Data for review Start Marker

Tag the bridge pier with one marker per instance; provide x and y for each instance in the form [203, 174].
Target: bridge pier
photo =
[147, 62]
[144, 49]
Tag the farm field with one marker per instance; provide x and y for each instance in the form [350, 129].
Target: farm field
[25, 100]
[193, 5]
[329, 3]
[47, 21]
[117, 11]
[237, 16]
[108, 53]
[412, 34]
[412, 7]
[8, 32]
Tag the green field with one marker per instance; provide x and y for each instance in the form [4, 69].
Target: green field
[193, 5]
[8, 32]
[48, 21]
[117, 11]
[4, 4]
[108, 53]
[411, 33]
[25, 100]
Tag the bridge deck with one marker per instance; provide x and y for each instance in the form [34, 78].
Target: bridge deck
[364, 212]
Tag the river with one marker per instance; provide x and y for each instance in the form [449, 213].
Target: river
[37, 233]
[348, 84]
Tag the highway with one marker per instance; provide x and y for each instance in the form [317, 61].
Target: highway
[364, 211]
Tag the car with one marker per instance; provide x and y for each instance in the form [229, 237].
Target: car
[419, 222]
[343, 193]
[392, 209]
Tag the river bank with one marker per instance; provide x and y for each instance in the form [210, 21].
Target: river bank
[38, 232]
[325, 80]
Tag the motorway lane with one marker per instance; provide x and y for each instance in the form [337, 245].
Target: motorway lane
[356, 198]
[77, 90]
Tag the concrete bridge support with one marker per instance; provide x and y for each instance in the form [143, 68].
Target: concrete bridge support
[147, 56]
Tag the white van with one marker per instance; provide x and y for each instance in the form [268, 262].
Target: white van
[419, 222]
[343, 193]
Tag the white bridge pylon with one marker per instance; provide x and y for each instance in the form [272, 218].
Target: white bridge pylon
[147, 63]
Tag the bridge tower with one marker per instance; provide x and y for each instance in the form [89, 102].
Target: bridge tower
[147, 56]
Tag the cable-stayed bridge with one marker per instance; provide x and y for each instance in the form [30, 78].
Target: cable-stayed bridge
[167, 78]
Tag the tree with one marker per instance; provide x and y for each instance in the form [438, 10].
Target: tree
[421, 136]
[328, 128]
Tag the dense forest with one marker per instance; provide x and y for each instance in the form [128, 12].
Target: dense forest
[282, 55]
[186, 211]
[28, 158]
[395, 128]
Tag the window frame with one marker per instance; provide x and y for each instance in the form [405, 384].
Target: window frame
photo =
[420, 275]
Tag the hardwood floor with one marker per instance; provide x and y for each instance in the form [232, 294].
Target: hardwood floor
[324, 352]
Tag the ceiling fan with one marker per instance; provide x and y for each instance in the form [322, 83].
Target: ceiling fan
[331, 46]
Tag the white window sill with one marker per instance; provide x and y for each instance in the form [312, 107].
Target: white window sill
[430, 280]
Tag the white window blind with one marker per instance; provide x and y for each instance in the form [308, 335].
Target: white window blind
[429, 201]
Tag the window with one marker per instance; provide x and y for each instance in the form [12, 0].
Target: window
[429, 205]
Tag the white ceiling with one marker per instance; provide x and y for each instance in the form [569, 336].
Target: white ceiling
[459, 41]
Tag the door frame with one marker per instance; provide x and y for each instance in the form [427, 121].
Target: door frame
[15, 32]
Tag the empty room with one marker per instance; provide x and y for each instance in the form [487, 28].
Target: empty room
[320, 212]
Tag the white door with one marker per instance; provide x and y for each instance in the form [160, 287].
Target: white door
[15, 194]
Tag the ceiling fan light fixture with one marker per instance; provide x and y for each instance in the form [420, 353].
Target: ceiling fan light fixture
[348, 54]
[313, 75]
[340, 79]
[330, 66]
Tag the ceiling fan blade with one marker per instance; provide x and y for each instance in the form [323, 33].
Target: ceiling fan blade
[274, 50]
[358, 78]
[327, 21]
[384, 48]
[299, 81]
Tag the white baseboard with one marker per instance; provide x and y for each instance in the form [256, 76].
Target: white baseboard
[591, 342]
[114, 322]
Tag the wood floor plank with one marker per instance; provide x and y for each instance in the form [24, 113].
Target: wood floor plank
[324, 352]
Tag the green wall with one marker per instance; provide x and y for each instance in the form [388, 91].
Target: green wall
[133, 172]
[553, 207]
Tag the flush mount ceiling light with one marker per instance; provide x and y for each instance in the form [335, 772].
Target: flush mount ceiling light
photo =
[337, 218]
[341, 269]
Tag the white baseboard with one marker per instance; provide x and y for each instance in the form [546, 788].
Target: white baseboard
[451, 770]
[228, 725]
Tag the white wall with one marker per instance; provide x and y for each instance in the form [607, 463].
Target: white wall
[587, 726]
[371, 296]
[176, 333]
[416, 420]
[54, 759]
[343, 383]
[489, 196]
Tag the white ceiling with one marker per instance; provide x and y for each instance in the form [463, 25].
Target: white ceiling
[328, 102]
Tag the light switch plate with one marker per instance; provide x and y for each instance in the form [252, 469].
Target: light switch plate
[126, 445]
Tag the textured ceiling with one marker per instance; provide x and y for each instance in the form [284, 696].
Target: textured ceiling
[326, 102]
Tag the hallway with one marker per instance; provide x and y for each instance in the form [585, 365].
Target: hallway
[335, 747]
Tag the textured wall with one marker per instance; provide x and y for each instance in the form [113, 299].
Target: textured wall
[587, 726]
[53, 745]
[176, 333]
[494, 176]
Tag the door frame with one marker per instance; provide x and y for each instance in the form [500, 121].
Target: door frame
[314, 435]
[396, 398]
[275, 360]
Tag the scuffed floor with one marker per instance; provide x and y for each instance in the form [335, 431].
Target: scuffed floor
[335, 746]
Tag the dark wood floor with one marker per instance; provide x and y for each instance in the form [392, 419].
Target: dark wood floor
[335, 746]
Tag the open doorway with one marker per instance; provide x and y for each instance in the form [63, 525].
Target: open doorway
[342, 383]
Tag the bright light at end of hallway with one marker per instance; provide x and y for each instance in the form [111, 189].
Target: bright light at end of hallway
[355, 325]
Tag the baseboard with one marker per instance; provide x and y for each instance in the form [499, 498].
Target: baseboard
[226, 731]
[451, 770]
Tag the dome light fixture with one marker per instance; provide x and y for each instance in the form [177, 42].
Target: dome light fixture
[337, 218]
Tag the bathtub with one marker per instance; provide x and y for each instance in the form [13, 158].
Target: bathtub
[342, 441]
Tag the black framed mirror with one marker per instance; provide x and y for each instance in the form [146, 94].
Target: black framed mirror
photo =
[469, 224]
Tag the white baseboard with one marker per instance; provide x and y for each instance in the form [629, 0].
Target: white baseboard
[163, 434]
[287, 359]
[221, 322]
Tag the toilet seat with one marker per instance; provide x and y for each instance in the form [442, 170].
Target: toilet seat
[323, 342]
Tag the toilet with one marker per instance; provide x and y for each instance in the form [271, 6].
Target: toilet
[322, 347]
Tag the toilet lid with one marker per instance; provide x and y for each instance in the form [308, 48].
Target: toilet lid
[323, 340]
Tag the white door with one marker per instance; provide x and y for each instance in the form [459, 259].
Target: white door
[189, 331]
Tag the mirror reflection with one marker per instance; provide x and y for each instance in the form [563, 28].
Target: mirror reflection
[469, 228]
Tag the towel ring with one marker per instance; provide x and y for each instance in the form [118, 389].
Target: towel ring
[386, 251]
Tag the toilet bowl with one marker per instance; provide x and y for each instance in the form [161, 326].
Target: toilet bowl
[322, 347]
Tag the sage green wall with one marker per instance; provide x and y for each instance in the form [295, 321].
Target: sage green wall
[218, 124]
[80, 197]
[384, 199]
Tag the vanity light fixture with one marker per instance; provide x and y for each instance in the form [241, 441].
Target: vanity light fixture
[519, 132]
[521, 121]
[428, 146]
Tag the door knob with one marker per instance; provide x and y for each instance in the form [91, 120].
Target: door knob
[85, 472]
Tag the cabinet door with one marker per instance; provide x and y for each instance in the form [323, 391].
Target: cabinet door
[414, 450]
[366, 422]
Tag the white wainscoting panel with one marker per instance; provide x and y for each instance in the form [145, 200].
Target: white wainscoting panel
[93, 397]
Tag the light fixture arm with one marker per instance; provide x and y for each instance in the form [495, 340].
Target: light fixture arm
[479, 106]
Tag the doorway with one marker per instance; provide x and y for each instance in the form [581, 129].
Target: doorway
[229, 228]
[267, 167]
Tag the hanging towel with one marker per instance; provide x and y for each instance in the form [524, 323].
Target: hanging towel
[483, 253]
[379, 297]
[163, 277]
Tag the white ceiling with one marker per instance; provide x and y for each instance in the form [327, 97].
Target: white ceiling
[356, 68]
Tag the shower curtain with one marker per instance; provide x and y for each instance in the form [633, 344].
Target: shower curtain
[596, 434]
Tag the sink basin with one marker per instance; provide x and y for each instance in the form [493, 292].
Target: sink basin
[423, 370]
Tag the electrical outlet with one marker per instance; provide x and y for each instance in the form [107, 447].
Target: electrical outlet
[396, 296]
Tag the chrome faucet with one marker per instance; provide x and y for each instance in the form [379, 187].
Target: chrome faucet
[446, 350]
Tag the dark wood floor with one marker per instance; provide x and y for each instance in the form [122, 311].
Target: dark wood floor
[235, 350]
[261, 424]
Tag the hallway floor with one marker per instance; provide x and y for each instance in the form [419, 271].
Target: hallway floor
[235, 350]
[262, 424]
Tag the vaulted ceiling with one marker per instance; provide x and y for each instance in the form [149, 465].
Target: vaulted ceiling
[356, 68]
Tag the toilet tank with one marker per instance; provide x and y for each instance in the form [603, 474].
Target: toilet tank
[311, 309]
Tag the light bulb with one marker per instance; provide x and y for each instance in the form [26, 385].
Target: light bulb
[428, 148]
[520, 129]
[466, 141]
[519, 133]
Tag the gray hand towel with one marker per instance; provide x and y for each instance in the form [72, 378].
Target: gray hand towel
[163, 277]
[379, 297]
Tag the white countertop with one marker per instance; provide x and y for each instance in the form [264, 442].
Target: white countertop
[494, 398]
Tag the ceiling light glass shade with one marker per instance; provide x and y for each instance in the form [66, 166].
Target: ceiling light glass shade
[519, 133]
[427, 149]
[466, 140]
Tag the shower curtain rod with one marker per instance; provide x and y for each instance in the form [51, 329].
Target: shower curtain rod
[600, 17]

Data for review End Marker

» Exercise objective
Read through the data above. Report each line that has the word "flush".

» Task response
Tag the flush mount ceiling light with one marker per instance; provide x and y for each instance in the form [335, 772].
Target: flush mount ceiling light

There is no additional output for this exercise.